Given task — From the rows below, extract each one that contains the word "wall". Case counts, so treat uppercase and lowercase letters as different.

======== Source material ========

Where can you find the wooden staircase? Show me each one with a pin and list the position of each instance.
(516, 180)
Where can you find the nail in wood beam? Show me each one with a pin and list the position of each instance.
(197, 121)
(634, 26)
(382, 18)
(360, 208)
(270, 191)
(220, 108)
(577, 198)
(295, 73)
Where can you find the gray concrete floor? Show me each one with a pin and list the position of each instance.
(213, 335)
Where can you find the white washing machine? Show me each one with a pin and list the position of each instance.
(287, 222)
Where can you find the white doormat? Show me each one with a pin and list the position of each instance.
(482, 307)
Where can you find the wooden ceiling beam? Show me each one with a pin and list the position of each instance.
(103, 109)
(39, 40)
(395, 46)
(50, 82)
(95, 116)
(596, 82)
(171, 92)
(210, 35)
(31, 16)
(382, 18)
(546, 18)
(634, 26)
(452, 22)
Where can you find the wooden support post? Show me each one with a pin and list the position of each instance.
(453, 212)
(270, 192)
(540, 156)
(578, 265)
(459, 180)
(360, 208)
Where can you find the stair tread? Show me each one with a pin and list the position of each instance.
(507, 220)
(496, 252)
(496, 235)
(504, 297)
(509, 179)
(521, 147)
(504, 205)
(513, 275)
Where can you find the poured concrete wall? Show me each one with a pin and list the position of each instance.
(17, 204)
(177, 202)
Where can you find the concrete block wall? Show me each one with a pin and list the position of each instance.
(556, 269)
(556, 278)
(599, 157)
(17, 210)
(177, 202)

========
======== Source material ========

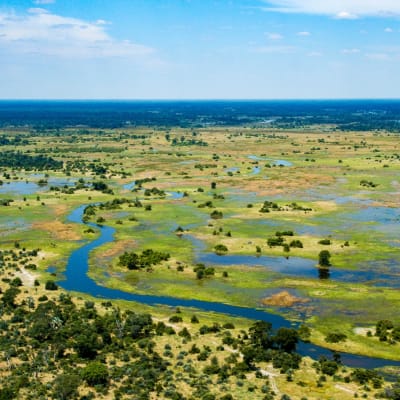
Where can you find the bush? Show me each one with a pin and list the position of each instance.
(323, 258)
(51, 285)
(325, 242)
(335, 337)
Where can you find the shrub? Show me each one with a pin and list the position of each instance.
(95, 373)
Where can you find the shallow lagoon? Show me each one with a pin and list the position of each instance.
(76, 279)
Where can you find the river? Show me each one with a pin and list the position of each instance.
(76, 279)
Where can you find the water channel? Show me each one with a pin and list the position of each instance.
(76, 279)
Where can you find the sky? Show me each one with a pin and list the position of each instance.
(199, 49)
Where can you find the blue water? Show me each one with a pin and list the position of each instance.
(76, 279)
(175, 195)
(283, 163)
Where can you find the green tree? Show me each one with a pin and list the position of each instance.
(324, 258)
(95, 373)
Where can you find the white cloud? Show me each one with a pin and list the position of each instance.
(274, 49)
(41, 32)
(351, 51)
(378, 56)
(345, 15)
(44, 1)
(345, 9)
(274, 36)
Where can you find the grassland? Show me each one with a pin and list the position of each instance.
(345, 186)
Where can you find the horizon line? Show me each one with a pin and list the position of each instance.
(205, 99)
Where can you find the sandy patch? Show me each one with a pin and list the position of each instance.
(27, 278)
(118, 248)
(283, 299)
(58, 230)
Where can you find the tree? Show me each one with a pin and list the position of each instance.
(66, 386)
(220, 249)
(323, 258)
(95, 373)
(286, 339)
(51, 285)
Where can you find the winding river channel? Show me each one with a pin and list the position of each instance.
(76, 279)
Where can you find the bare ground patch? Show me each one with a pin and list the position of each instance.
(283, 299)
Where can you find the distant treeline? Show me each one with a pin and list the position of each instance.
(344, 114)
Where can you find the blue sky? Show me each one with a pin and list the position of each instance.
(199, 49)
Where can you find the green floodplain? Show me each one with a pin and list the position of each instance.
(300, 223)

========

The reply —
Where can you find the poured concrete wall? Show me each one with a pin and list the position of each instance.
Where can you find the concrete block wall? Show me each one with a pin and list the position of each instance.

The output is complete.